**問題**
下の「読む文章」に照らして、次の1.〜3.が合っているかを「はい」か「いいえ」で答えてください。どれにも、決め手になった文章中の言葉をそのまま引いて添えてください。
1. 佐伯さんは今、ジムに週1回通っている。
2. 佐伯さんにジムを勧めたのは娘だ。
3. 佐伯さんのひざへの注射は、今は月1回になっている。

筋トレに励む東京在住の佐伯キヨさん(仮名)はエネルギッシュでとても91歳には見えない。取材してみると、90代で元気に暮らしている人の特徴として、定期的に筋トレをしている人が多いことが分かった。

佐伯さんが筋トレを始めたきっかけを聞くと、「ジムで筋肉をつければ、変形性膝関節症がよくなるかもしれないと思ったからです」という。

変形性膝関節症の改善にジムへ

変形性膝関節症とは、ひざの関節の軟骨がすり減り、歩行時などにひざに痛みが出る症状。悪化する前に筋トレやストレッチにより、ひざを支える筋肉を鍛えれば、ひざの痛みの軽減が期待できる。

「50代半ばに変形性膝関節症と診断され、週1回、整形外科でひざへのヒアルロン酸注射を受けていましたが、症状の改善があまり見られないことを娘が心配し、ジムを勧めてくれました」(佐伯さん)

無理なく効率よく筋肉を鍛える

佐伯さんは友人と2人でジムの体験へ。このジムの特徴は、30分という短時間で、各種のマシンを使用して全身の筋肉を効率よく鍛えられることにある。「変形性膝関節症を患っているが、無理なくできることがわかり、安心しました。これなら自分でもできる」と思い、ジムに入会した。以来、このジムには85歳から約6年間、週3回の頻度で通い続けている。

その結果、「ひざの痛みはゼロとは言えないが、軽減され、お風呂の中で正座ができるようになり、とてもうれしい。ひざへの注射も現在は月1回に減りました」と佐伯さん。

高血圧や糖尿病対象の運動プログラムも

厚生労働省は疾患別に「標準的な運動プログラム」を公表し、その中で変形性膝関節症の人を対象にした運動プログラムを紹介している。同プログラムの策定に向けた研究班代表を務めた早稲田大学スポーツ科学学術院の澤田亨教授は次のように話す。

**元の資料**
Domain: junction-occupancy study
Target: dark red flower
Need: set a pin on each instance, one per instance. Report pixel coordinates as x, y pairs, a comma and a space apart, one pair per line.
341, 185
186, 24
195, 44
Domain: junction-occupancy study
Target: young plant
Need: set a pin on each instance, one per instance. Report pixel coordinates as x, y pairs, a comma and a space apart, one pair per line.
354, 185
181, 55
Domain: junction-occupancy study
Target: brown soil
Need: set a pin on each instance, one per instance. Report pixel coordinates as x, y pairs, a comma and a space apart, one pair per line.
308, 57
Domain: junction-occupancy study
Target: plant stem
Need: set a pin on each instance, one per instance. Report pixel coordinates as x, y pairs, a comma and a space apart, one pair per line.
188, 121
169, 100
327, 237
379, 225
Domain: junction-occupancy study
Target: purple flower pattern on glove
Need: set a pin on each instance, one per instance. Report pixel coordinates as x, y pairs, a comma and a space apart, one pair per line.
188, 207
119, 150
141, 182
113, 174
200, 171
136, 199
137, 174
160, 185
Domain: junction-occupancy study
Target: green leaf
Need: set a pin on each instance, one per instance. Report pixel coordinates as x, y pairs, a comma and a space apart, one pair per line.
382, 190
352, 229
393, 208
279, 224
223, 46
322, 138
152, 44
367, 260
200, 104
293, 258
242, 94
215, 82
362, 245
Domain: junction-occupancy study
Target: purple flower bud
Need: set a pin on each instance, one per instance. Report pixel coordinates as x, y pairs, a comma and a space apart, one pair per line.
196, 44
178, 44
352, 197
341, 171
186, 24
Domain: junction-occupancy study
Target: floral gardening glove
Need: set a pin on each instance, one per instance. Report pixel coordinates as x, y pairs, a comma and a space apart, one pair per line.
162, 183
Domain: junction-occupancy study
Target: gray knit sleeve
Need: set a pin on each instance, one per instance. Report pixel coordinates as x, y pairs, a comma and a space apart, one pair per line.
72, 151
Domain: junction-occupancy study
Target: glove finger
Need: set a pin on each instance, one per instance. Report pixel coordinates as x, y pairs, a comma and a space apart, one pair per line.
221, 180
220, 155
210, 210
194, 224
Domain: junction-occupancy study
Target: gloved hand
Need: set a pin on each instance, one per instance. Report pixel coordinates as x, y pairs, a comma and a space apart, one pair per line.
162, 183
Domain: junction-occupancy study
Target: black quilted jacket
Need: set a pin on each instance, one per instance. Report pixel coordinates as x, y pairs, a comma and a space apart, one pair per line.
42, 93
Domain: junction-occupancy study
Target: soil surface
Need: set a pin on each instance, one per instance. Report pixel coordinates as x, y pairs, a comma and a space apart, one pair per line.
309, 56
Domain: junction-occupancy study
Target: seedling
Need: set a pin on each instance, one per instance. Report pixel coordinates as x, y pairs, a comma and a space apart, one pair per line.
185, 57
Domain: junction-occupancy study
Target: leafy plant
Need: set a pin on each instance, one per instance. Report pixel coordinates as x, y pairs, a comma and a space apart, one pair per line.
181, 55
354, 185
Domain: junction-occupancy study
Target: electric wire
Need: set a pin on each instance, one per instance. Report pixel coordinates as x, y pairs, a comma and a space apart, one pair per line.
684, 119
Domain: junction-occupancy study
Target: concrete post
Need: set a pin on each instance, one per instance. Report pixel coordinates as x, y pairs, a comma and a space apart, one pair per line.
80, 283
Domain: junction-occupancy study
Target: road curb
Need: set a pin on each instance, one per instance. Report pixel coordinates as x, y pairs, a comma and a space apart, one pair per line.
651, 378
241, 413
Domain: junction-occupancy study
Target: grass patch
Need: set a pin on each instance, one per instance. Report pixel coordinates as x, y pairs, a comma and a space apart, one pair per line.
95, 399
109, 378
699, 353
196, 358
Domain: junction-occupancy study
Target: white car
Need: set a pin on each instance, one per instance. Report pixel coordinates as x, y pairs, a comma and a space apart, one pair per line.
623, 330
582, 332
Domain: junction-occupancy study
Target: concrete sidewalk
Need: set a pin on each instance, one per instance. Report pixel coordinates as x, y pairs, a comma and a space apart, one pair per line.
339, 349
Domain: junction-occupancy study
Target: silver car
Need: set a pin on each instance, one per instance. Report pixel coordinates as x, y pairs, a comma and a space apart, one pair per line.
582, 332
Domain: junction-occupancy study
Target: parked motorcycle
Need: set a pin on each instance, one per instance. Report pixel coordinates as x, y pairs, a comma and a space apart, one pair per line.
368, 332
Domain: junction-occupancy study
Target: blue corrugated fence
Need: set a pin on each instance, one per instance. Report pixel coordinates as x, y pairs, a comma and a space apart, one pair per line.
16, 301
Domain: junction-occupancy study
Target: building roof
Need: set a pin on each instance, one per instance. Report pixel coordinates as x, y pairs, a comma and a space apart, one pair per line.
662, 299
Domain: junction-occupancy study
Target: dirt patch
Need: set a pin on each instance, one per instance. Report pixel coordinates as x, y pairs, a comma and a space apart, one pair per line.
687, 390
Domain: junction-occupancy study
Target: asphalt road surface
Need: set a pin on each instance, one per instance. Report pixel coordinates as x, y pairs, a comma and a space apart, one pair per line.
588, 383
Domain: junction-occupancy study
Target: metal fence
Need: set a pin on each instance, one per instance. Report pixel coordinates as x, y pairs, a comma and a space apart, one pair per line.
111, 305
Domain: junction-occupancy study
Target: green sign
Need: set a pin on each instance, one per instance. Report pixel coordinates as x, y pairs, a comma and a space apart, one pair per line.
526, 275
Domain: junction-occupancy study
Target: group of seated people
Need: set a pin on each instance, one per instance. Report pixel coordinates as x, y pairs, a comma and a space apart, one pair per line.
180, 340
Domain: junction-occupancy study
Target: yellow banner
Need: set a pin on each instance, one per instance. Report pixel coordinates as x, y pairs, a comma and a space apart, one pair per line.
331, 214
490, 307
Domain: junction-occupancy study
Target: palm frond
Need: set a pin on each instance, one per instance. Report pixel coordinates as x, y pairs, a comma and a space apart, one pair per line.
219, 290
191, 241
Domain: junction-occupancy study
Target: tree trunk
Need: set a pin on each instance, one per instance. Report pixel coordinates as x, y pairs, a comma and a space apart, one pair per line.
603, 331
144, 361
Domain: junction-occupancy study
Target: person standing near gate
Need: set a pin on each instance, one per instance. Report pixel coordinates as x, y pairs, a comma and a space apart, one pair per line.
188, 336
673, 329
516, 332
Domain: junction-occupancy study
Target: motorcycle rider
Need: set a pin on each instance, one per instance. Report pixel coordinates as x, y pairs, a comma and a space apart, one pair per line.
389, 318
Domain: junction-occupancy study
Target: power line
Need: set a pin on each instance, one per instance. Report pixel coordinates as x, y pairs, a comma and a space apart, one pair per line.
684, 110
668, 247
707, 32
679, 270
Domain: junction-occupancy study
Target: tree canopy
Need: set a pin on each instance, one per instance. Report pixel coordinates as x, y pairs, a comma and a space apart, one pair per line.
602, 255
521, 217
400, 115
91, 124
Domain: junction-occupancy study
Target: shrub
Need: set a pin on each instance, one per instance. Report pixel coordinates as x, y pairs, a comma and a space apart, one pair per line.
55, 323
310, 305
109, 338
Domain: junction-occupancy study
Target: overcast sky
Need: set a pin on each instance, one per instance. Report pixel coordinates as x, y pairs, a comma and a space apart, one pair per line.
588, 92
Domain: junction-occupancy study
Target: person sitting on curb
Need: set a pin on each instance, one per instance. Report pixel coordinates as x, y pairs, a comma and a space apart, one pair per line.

**答え**
1. いいえ。「週3回の頻度で通い続けている」
2. はい。「症状の改善があまり見られないことを娘が心配し、ジムを勧めてくれました」
3. はい。「ひざへの注射も現在は月1回に減りました」